**TASK DETAILS:** For this exercise, set down all the records exactly as given.

▼

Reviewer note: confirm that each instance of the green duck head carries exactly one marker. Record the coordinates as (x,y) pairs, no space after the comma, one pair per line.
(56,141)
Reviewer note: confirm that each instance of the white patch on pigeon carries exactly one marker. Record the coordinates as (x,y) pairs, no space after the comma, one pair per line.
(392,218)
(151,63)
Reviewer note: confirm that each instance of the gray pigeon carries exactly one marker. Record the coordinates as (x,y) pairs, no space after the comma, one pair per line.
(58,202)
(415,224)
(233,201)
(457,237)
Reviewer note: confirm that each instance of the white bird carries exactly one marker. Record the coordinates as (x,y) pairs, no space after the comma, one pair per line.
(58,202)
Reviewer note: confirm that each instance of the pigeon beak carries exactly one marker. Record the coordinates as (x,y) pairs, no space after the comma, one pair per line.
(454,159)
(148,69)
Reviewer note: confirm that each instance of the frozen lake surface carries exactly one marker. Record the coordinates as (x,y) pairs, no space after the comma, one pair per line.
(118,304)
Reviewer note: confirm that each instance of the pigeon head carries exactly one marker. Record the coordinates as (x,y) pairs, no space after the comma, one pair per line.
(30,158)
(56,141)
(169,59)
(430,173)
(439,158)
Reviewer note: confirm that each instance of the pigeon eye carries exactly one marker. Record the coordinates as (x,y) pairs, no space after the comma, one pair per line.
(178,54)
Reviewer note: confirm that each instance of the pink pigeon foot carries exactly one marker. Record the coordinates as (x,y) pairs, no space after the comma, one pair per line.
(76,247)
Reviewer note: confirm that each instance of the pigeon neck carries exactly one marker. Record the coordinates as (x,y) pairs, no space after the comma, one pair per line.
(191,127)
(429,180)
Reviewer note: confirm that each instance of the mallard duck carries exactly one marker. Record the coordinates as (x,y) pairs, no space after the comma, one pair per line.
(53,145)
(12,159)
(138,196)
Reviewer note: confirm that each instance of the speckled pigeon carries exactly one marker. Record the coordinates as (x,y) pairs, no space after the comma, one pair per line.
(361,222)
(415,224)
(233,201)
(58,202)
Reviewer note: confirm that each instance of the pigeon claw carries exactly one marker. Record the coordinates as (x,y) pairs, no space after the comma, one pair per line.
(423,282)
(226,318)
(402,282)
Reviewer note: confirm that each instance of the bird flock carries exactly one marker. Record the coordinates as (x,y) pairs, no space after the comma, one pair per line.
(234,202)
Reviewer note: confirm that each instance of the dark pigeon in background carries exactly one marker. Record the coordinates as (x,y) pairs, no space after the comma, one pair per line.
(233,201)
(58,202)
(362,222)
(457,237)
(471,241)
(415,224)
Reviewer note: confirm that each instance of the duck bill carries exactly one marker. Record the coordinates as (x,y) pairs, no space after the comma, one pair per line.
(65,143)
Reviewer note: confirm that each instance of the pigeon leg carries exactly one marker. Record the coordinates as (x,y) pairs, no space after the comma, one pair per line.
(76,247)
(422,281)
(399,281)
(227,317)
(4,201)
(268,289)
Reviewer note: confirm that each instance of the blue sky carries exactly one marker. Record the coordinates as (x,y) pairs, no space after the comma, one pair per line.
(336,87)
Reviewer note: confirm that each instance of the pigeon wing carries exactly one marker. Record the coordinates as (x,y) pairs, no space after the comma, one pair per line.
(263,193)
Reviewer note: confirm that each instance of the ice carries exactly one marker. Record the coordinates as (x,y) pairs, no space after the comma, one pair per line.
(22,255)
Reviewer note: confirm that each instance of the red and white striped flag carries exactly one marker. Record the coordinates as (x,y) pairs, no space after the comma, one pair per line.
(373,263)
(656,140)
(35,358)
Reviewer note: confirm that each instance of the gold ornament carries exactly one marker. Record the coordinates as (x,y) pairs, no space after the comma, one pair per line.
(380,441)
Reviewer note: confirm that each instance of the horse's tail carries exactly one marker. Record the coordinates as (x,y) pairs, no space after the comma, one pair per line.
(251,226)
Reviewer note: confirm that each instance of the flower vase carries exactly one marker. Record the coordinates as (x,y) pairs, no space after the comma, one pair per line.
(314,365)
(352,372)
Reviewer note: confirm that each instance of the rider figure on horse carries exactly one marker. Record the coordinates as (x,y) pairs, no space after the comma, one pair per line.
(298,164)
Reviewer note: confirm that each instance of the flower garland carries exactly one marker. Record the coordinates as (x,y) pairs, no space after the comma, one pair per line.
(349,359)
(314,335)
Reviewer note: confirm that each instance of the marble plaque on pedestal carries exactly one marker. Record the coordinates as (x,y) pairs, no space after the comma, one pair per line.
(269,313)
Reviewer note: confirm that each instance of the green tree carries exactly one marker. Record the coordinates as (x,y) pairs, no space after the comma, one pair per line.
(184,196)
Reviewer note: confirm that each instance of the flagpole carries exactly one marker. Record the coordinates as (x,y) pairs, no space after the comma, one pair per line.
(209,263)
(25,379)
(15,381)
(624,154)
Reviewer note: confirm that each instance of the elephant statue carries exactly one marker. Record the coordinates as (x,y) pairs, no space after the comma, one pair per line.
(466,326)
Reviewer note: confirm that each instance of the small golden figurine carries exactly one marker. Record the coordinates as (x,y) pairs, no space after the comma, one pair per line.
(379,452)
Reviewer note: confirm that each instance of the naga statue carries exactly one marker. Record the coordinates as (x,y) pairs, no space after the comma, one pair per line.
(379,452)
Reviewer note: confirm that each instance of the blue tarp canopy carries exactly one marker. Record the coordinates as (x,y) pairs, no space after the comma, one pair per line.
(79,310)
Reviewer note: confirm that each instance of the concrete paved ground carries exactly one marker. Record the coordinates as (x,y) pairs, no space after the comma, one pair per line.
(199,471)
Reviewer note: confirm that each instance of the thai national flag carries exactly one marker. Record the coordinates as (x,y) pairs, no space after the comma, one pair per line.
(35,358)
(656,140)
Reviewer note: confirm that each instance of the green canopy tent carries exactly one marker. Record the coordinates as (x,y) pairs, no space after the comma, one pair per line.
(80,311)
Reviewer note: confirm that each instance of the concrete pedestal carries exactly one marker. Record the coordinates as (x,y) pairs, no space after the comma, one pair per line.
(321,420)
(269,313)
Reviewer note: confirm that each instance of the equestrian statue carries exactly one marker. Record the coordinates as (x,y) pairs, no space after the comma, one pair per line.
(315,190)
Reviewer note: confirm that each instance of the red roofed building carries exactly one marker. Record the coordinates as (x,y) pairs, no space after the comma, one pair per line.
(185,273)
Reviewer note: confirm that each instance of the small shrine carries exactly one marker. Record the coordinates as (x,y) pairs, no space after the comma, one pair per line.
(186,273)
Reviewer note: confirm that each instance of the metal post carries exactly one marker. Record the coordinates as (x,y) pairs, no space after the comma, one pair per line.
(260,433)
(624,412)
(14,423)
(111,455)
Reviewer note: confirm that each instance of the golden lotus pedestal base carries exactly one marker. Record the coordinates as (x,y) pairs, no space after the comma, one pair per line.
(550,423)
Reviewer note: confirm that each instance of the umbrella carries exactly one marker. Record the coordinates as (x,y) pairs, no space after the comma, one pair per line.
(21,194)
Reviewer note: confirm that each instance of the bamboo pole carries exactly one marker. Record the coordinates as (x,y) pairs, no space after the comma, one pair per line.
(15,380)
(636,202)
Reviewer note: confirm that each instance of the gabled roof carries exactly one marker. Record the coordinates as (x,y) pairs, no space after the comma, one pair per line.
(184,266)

▲

**WRITTEN ANSWER:**
Reviewer note: confirm that each instance of the green duck head carries exactly one marker. Record the coordinates as (x,y) pairs, no space after the comma, one pair per line.
(56,141)
Reviewer note: confirm that each instance of the white patch on pigeon carries exactly one marker. Record the coordinates as (x,y) pairs, no space after the comma, one pair per line.
(392,218)
(151,63)
Reviewer note: confirm that each instance of the gray pigeon carries exactly one marker. Record the coordinates as (x,y) pairs, no space after the comma, one pair per line.
(58,202)
(415,224)
(233,201)
(457,237)
Reviewer note: confirm that each instance of the white bird carries exactly one marker. Record the coordinates as (x,y) pairs, no space after the comma, one pair per line.
(58,202)
Reviewer note: confirm that each instance of the pigeon beak carries exactly one marker. Record the coordinates as (x,y) pairs, no space after the comma, one pair per line.
(454,159)
(148,69)
Reviewer note: confirm that each instance of the frozen lake surface carries exactly one marker. Record the coordinates as (x,y) pairs, no space after the comma, one pair per line.
(118,304)
Reviewer note: confirm that each instance of the pigeon head carries exactly one marker. Record the coordinates as (x,y) pairs, no space after the comma, one pair per line.
(30,158)
(56,141)
(169,59)
(430,173)
(439,158)
Reviewer note: confirm that each instance of the pigeon eye carries exactly one marker. Record the coordinates as (x,y) pairs, no space after the comma, one pair per line.
(178,54)
Reviewer note: confirm that each instance of the pink pigeon foot carries exactly one marker. Record the coordinates as (x,y) pairs, no space after the comma, one pair per line.
(76,247)
Reviewer note: confirm that each instance of the pigeon neck carries exactly one marker. Record the coordinates as (x,y) pairs, no space after the comma, one pair per line.
(191,127)
(429,180)
Reviewer note: confirm that each instance of the mallard duck carries exactly one marker. Record the coordinates as (x,y) pairs, no space after the comma, one pair per line.
(53,145)
(12,159)
(138,196)
Reviewer note: confirm that each instance of the speckled pigeon carries exactly one marker. Record the coordinates as (x,y) pairs, no space after the comma, one pair per line.
(361,222)
(415,224)
(233,201)
(58,202)
Reviewer note: confirm that each instance of the pigeon claw carries exactly one marker. Record the coordinates as (x,y) pairs, no space after the comma, one pair per line.
(423,282)
(226,318)
(402,282)
Reviewer note: confirm that each instance of the bird flock carries exactly one marker. Record the coordinates as (x,y) pairs, no space after the comma, one pair per line.
(234,202)
Reviewer note: confirm that each instance of the dark pigeon in background carries exactly one marker. Record the coordinates as (x,y) pairs, no space after the comma, one pair per line.
(233,201)
(58,202)
(362,222)
(457,237)
(471,241)
(415,224)
Reviewer note: confirm that each instance of the duck bill carries exactly one marker. Record the coordinates as (x,y) pairs, no space after the comma, one pair per line.
(65,143)
Reviewer note: confirm that each instance of the pigeon leg carries exactly one marker. Record the coordinates as (x,y) pairs, no space after the comma, one pair per line.
(76,247)
(422,281)
(399,281)
(227,317)
(4,201)
(268,289)
Reviewer note: confirm that each instance of the blue sky carries exactly one marker. Record the coordinates as (x,y) pairs, no space after the comma, one pair per line.
(336,87)
Reviewer note: confirm that each instance of the pigeon wing carries exactly one marker. Record the coordinates as (x,y) pairs, no space after the comma, one pair per line.
(263,193)
Reviewer note: confirm that each instance of the ice carries exactly one marker. Record the coordinates as (x,y) pairs, no space after the comma, one pair per line.
(22,255)
Reviewer note: confirm that each instance of the red and white striped flag carries exactly one marker. Record the coordinates as (x,y) pairs, no space after the comma, one pair per line.
(373,263)
(656,140)
(35,358)
Reviewer note: confirm that each instance of the gold ornament carries exactly one marker. Record the coordinates as (x,y) pairs, no space after the comma, one pair per line.
(380,441)
Reviewer note: confirm that each instance of the horse's tail carries exactly one marker. Record the coordinates as (x,y) pairs, no space after the comma, one pair per line.
(251,226)
Reviewer note: confirm that each instance of the flower vase carries exactly one marker. Record the coordinates as (x,y) pairs, no space after the comma, one pair per line.
(314,365)
(352,372)
Reviewer note: confirm that each instance of the rider figure on horse carries exactly one marker. Record the coordinates as (x,y) pairs, no space after the comma, one pair per line.
(298,164)
Reviewer note: confirm that each instance of the flower garland carries exactly one marker. Record the coordinates as (x,y) pairs, no space after the comma, one pair per line.
(349,359)
(314,335)
Reviewer note: confirm that each instance of the marble plaque on pedestal carries exactly one marker. Record the coordinates as (x,y) pairs, no space after the comma, one pair per line.
(269,313)
Reviewer note: confirm that each instance of the green tree carries exactly one marker. Record the coordinates as (x,y) pairs, no space after the comma, one pair per line.
(184,196)
Reviewer note: confirm that each instance of the flagpole carries exactly one marker. Record the coordinates as (x,y) pairs, no space after the comma, one pair per line.
(209,263)
(25,379)
(15,381)
(624,154)
Reviewer note: confirm that each instance of the elephant statue carries exactly one marker. Record the coordinates as (x,y) pairs, no space after the comma, one pair per line.
(466,326)
Reviewer note: confirm that each instance of the small golden figurine carries exactly one marker. Record the coordinates as (x,y) pairs, no space after the comma, one pair per line.
(379,452)
Reviewer note: confirm that each instance of the naga statue carries exactly one marker. Record the coordinates as (x,y) pairs, no space after the comma, one pair per line.
(379,452)
Reviewer note: confirm that each instance of the blue tarp canopy carries exactly one marker. Record the coordinates as (x,y) pairs, no space after the comma, one pair per line.
(79,310)
Reviewer note: confirm that each instance of the concrete paved ground carries exactly one marker. Record the coordinates as (x,y) pairs, no space after the comma, one pair per line.
(199,471)
Reviewer note: confirm that each instance of the thai national flag carries exactly one marker. Record the coordinates as (x,y) pairs, no space after the comma, one pair per line.
(35,358)
(656,140)
Reviewer note: confirm that each instance of the green canopy tent carries exactly one marker. Record the coordinates as (x,y) pairs, no space after the comma, one pair per line.
(80,311)
Reviewer note: confirm that each instance of the concrete pedestal carries exactly one marker. Record the coordinates as (x,y) pairs, no space after the comma, one pair per line.
(321,420)
(269,313)
Reviewer note: confirm that each instance of the equestrian statue carries exactly one marker. Record the coordinates as (x,y) pairs, no space after the comma, one pair per line.
(315,190)
Reviewer note: confirm that each instance of the red roofed building carries exactly one marker. Record the coordinates as (x,y) pairs, no space after the comma, one pair per line.
(185,273)
Reviewer note: confirm that each instance of the small shrine carries exactly one marker. Record the coordinates as (x,y) pairs, no space after the comma, one pair per line.
(186,273)
Reviewer note: confirm that each instance of the metal post carries exactly one marker. Record the coordinates as (x,y) pairs, no space after the comma, one pair per line.
(260,433)
(624,412)
(14,423)
(111,455)
Reviewer note: confirm that each instance of the golden lotus pedestal base carries exactly one marker. Record the coordinates as (x,y) pairs, no space after the comma, one pair per line.
(550,423)
Reviewer note: confirm that each instance of the umbrella carries exactly one marker. Record the coordinates as (x,y) pairs, no space after the comma, one pair per line.
(21,194)
Reviewer note: confirm that each instance of the bamboo pole carries exactly one marker. Record the coordinates as (x,y) pairs, no space after the comma, one pair per line.
(15,380)
(636,202)
Reviewer note: confirm that each instance of the gabled roof carries exactly one marker. Record the coordinates as (x,y) pairs, no space after the comma, one pair per line.
(184,266)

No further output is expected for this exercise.